Records from a dataset:
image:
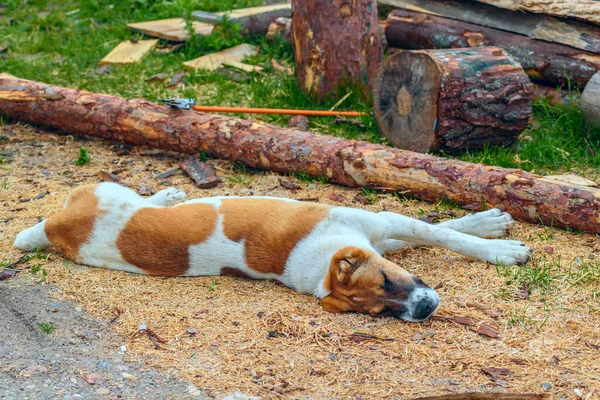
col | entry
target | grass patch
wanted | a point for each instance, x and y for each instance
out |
(83, 158)
(62, 42)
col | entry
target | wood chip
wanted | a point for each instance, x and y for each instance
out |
(202, 173)
(129, 52)
(166, 174)
(177, 79)
(473, 324)
(108, 177)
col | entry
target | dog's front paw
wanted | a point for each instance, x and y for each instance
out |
(507, 252)
(487, 224)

> [Problem] Copy every line of the items above word for word, leaving out the pictures.

> [Task response]
image:
col | entry
target | grass patch
wanted | a point for each instance, x and y for each instance
out |
(83, 158)
(62, 42)
col | entry
target | wood chip
wanted | a point for each instance, x and y for each instance
out |
(202, 173)
(129, 52)
(166, 174)
(177, 79)
(473, 324)
(108, 177)
col | entry
target | dog's front paw
wanted | a point for each instance, x and y for each instance
out |
(507, 252)
(487, 224)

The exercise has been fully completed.